■ What needs to be done
Each entry must be copied exactly, without omission.

=======

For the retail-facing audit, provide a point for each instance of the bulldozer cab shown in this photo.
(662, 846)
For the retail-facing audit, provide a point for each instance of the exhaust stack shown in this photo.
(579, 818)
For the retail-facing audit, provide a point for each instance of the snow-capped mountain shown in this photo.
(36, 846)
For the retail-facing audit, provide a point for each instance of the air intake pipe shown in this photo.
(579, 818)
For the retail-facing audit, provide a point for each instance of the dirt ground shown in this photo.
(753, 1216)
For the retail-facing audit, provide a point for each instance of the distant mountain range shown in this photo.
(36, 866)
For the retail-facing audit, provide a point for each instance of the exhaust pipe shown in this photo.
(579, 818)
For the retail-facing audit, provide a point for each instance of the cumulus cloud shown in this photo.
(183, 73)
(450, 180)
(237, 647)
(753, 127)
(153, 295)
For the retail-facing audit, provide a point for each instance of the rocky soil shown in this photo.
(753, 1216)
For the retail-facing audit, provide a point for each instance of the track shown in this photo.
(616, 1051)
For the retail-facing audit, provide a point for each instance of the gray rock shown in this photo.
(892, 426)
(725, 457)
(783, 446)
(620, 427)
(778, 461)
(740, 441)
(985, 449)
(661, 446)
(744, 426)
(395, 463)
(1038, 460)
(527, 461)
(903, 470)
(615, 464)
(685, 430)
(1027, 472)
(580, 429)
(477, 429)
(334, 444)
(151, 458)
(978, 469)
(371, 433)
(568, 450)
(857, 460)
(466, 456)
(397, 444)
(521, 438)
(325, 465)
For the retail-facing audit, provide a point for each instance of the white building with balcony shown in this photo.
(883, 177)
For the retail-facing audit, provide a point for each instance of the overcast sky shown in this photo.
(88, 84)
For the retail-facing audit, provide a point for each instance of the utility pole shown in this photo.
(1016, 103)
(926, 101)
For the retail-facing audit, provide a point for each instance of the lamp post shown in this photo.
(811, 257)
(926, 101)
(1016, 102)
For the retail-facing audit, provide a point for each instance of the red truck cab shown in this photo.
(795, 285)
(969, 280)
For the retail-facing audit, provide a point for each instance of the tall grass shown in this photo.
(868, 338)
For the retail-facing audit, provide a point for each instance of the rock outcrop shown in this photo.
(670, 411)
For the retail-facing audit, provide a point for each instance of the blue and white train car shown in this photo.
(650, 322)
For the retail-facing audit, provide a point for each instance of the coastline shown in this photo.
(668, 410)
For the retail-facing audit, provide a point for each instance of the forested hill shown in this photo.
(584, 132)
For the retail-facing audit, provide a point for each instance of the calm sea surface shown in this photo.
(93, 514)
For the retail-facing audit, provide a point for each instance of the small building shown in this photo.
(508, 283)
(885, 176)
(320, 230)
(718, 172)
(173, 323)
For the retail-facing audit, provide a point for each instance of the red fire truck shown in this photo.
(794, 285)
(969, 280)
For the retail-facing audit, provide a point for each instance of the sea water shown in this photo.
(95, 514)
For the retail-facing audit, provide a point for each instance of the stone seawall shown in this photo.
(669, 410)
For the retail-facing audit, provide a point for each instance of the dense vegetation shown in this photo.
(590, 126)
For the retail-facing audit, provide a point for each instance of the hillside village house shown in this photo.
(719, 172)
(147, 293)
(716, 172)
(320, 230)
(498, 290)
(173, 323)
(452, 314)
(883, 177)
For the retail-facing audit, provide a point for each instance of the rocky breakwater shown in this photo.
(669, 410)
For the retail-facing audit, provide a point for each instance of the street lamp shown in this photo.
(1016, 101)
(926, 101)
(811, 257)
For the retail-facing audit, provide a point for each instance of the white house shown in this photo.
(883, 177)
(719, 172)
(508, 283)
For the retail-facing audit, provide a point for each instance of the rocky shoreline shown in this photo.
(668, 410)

=======

■ Answer to this problem
For the retail-facing audit, provide a point for each instance of the bulldozer cab shown in this photo.
(662, 846)
For the retail-facing audit, provide a point for each instance of the exhaust stack shown in this photo.
(579, 818)
For the retail-facing audit, provide a point for each instance of the snow-capped mountain shown in this photo.
(36, 846)
For the retail-facing audit, provide a point for each instance of the air intake pipe shown in this photo.
(579, 818)
For the retail-facing audit, provide a point for each instance of the dirt ground shown in this photo.
(753, 1216)
For the retail-facing audit, provide a point for each instance of the distant mountain range shown in this photo.
(36, 866)
For the retail-facing audit, provide a point for each instance of the exhaust pipe shown in this photo.
(579, 818)
For the retail-facing audit, provide a point for each instance of the cumulus cloud shown in this photo.
(183, 73)
(450, 180)
(237, 647)
(753, 127)
(153, 295)
For the retail-facing audit, provide a point for each instance of the rocky soil shown in this photo.
(753, 1216)
For the retail-facing audit, provide a point for each instance of the track shown in this photo.
(616, 1051)
For the retail-facing audit, provide a point for each instance of the gray rock shown in this photo.
(892, 426)
(725, 457)
(783, 446)
(620, 427)
(778, 461)
(740, 441)
(985, 449)
(661, 446)
(744, 426)
(395, 463)
(1038, 460)
(527, 461)
(903, 470)
(615, 464)
(685, 430)
(1027, 472)
(580, 429)
(477, 429)
(334, 444)
(151, 458)
(978, 469)
(371, 433)
(568, 450)
(857, 460)
(466, 456)
(397, 444)
(521, 438)
(325, 465)
For the retail-facing audit, provide a point for each instance of the white building with balcony shown in this photo.
(883, 177)
For the retail-facing audit, provide a point for each instance of the overcast sky shown in this photo.
(88, 84)
For the retail-facing audit, provide a point for each instance of the utility pole shown in this photo.
(1016, 103)
(926, 101)
For the retail-facing audit, provide a point for each instance of the lamp post shown in this photo.
(811, 257)
(926, 101)
(1016, 102)
For the retail-facing audit, provide a point for each instance of the red truck cab shown in this photo.
(795, 285)
(969, 280)
For the retail-facing audit, provide a point for each instance of the tall grass shown in this photo.
(868, 338)
For the retail-facing audit, provide a point for each instance of the rock outcrop shown in this photo.
(670, 411)
For the retail-facing audit, provide a point for each instance of the blue and white train car shown in this photo.
(650, 322)
For the retail-facing audit, provide a point for each instance of the coastline shown in this photo.
(668, 410)
For the retail-facing audit, provide a point for each instance of the forested hill shown in this photo.
(584, 132)
For the retail-facing audit, provide a point for each instance of the calm sea surface shown in this photo.
(93, 514)
For the retail-facing audit, provide a point for each instance of the small building shown in this photo.
(508, 283)
(885, 176)
(320, 230)
(718, 172)
(173, 323)
For the retail-facing audit, provide a point for each instance of the red fire truck shown in this photo.
(794, 285)
(969, 280)
For the retail-facing audit, provide a point for each instance of the sea water shown in this photo.
(95, 514)
For the retail-facing audit, provide a point for each instance of the stone seawall shown in this photo.
(669, 410)
For the retail-facing audit, provide a point for each instance of the dense vegetation shown in this photo.
(590, 126)
For the retail-facing audit, provide a point for each instance of the hillside village house shown in this photo.
(719, 172)
(147, 293)
(716, 172)
(320, 230)
(498, 290)
(173, 323)
(452, 314)
(883, 177)
For the retail-facing audit, provide a point for each instance of the rocky breakwater shown in this photo.
(669, 410)
For the retail-facing audit, provide a point for each instance of the street lamp shown in this photo.
(1016, 101)
(926, 101)
(811, 257)
For the retail-facing audit, provide a point for each instance of the white house shown in this photo.
(883, 177)
(719, 172)
(508, 283)
For the retail-facing audit, provide a point for each instance of the rocky shoreline shown in this photo.
(668, 410)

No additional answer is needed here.